*Requirement A:*
Repeat word for word the stretch of the records from the line containing "Guideline: one keypoint for each instance of the orange" through the end of the records, including both ends.

*Text passage:*
Using this approach I went ahead with it, the registry will just be an array of bool, I also stored some additional book keeping info like lastPrime and computedTill and also waitgroup to know a segments processing is done or not.
We had finally removed the need of isReallyPrime function
Code is here: chunkedPrimeCompute.go
BenchmarkComputePrimeChunked/Using_compute_prime_chunked_to_find_primes_till_n=10-8 1000000 1187 ns/op
BenchmarkComputePrimeChunked/Using_compute_prime_chunked_to_find_primes_till_n=20-8 940856 1409 ns/op
BenchmarkComputePrimeChunked/Using_compute_prime_chunked_to_find_primes_till_n=100-8 458127 2617 ns/op
BenchmarkComputePrimeChunked/Using_compute_prime_chunked_to_find_primes_till_n=1000-8 159067 8282 ns/op
BenchmarkComputePrimeChunked/Using_compute_prime_chunked_to_find_primes_till_n=100000-8 2592 413818 ns/op
BenchmarkComputePrimeChunked/Using_compute_prime_chunked_to_find_primes_till_n=1000000-8 361 3193429 ns/op
Results
- Finally we have a speedier implementation than the sequential version.

(Records from a point-labeling set)
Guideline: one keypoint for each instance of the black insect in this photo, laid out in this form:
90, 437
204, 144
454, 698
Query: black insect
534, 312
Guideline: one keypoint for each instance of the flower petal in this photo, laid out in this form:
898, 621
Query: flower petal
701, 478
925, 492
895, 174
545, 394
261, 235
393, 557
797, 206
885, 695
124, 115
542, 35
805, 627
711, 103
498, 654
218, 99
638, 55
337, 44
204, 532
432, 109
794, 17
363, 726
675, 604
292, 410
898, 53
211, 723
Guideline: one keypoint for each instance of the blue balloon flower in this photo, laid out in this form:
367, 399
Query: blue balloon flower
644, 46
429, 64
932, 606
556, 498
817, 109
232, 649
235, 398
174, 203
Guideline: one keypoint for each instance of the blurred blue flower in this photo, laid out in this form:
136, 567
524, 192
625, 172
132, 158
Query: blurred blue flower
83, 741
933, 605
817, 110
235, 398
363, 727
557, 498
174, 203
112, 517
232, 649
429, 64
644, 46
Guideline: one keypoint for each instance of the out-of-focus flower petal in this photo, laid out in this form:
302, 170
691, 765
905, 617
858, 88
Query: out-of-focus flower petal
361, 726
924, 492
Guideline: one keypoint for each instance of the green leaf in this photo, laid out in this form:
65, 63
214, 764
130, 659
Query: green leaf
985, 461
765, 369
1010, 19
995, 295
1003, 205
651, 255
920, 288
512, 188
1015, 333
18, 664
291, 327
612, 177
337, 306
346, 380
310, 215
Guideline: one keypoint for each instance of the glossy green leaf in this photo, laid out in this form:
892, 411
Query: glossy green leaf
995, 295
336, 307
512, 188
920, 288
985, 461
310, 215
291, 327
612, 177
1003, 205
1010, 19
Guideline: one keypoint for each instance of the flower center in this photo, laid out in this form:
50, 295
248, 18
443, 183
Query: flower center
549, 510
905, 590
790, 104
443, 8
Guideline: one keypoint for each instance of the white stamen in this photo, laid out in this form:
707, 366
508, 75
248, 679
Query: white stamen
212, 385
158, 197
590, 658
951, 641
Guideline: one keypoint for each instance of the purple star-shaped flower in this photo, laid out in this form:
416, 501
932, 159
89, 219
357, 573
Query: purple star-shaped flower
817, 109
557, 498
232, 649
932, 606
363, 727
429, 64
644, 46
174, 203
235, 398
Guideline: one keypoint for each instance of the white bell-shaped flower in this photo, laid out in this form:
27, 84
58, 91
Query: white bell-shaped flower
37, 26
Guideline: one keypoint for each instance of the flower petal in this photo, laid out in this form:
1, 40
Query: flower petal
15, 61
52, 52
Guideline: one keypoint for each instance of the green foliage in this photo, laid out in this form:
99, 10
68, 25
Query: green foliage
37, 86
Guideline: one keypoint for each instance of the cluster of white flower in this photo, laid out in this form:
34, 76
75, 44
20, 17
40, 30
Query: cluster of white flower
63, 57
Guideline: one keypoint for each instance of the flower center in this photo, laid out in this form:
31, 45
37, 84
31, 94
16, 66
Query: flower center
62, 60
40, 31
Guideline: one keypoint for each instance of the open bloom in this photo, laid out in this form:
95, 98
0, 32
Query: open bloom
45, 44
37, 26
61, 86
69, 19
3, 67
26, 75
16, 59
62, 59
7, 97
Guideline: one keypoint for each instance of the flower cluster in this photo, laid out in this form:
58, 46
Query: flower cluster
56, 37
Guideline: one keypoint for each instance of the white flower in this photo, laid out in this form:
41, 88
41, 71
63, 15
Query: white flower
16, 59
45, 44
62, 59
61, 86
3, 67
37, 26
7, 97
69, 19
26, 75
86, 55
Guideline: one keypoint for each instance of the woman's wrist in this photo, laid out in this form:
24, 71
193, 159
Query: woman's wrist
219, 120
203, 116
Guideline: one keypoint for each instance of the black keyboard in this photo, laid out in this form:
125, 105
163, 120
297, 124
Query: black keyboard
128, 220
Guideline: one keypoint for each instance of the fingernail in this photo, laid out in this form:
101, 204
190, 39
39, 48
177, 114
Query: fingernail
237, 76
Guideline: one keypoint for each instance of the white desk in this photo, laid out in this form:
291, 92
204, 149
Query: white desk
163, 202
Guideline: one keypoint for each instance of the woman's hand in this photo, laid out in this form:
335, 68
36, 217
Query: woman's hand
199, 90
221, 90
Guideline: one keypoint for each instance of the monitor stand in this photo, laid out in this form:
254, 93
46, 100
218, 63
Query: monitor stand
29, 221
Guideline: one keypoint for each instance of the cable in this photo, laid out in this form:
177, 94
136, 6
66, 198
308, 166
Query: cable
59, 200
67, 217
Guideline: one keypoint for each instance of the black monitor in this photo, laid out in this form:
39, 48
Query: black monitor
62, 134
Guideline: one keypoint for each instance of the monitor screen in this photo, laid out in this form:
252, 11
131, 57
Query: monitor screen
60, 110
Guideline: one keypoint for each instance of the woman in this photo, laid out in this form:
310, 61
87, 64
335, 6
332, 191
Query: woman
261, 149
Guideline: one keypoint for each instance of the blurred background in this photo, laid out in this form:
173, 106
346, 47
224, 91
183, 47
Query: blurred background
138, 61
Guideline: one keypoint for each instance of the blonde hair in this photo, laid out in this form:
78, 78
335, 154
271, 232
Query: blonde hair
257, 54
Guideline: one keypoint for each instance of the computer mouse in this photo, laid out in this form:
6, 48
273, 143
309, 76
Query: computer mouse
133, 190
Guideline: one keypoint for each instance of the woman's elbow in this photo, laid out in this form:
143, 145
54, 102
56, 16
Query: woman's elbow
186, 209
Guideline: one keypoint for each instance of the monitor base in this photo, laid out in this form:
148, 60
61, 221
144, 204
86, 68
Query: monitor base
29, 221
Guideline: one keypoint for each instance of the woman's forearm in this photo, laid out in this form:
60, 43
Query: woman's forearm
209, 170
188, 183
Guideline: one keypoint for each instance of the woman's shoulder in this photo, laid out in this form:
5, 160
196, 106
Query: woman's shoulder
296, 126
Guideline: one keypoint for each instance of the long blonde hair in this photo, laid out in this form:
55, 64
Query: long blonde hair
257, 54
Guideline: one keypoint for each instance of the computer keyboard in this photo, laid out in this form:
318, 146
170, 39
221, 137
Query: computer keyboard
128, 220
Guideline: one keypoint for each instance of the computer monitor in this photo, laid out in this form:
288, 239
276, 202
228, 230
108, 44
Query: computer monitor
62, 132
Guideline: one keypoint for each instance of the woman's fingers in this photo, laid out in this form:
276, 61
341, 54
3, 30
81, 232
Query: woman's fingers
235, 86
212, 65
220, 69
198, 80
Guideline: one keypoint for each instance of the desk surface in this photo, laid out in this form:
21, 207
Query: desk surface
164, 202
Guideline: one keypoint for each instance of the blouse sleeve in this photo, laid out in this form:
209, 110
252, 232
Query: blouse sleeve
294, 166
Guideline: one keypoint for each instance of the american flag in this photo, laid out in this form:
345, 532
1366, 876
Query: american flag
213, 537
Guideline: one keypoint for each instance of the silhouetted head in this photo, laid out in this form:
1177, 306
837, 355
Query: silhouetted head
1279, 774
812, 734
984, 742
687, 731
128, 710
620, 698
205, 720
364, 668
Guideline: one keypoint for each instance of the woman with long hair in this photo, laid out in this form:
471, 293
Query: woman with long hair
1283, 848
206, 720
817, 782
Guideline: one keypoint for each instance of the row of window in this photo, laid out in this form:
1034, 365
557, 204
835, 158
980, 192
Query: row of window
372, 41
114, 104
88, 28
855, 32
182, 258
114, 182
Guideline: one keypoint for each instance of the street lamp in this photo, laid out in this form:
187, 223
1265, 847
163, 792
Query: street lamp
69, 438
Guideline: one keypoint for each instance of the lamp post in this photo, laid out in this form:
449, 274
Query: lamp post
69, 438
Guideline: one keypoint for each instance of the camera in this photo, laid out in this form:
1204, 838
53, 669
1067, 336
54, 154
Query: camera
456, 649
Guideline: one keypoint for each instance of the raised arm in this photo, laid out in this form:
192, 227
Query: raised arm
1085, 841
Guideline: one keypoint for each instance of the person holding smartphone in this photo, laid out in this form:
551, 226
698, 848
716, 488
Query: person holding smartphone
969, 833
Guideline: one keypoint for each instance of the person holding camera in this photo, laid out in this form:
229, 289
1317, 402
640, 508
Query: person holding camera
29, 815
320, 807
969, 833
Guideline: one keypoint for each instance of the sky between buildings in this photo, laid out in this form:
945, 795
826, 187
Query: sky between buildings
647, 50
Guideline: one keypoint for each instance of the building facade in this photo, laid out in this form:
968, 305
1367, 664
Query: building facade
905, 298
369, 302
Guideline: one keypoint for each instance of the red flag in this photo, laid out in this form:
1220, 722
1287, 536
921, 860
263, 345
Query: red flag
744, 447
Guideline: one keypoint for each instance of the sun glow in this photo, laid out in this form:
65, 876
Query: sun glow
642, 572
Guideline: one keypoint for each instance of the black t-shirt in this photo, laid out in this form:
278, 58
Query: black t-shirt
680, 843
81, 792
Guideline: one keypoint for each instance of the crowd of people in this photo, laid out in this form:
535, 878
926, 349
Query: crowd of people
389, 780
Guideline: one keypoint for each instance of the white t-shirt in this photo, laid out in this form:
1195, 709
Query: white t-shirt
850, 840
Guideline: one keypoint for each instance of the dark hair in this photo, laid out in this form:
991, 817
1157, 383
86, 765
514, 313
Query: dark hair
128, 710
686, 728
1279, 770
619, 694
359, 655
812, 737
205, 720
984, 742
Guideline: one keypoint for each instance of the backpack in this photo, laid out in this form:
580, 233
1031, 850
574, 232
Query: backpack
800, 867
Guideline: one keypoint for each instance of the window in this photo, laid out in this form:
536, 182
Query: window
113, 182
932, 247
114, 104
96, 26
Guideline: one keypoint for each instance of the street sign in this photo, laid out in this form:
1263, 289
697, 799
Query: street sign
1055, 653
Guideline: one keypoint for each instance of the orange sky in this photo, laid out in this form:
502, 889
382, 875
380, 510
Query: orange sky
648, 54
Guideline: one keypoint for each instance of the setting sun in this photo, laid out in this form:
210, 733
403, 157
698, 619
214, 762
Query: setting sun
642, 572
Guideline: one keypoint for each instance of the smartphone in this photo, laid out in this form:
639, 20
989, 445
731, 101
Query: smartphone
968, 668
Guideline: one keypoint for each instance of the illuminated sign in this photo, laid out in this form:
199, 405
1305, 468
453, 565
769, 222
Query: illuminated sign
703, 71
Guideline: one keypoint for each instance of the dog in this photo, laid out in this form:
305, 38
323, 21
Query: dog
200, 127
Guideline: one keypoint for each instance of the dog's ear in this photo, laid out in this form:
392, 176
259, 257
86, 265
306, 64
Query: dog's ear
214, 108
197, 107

*Requirement B:*
Transcribe the stretch of the chunked prime computation text from "We had finally" through "the sequential version." without any changes.

*Final answer A:*
Guideline: one keypoint for each instance of the orange sky in this photo, laid out in this form:
502, 889
382, 875
380, 510
Query: orange sky
648, 54
Guideline: one keypoint for each instance of the setting sun in this photo, laid out in this form:
210, 733
403, 157
698, 619
214, 762
Query: setting sun
642, 572
Guideline: one keypoint for each instance of the smartphone in this photo, laid out in this form:
639, 20
989, 445
731, 101
Query: smartphone
968, 668
Guideline: one keypoint for each instance of the illuminated sign in this photo, laid out in this form:
199, 405
1305, 468
453, 565
769, 222
Query: illuminated sign
703, 71
Guideline: one keypoint for each instance of the dog in this photo, laid out in this form:
305, 38
323, 21
Query: dog
200, 127
Guideline: one keypoint for each instance of the dog's ear in this photo, laid out in this form:
392, 176
259, 257
86, 265
306, 64
Query: dog's ear
214, 108
197, 107

*Final answer B:*
We had finally removed the need of isReallyPrime function
Code is here: chunkedPrimeCompute.go
BenchmarkComputePrimeChunked/Using_compute_prime_chunked_to_find_primes_till_n=10-8 1000000 1187 ns/op
BenchmarkComputePrimeChunked/Using_compute_prime_chunked_to_find_primes_till_n=20-8 940856 1409 ns/op
BenchmarkComputePrimeChunked/Using_compute_prime_chunked_to_find_primes_till_n=100-8 458127 2617 ns/op
BenchmarkComputePrimeChunked/Using_compute_prime_chunked_to_find_primes_till_n=1000-8 159067 8282 ns/op
BenchmarkComputePrimeChunked/Using_compute_prime_chunked_to_find_primes_till_n=100000-8 2592 413818 ns/op
BenchmarkComputePrimeChunked/Using_compute_prime_chunked_to_find_primes_till_n=1000000-8 361 3193429 ns/op
Results
- Finally we have a speedier implementation than the sequential version.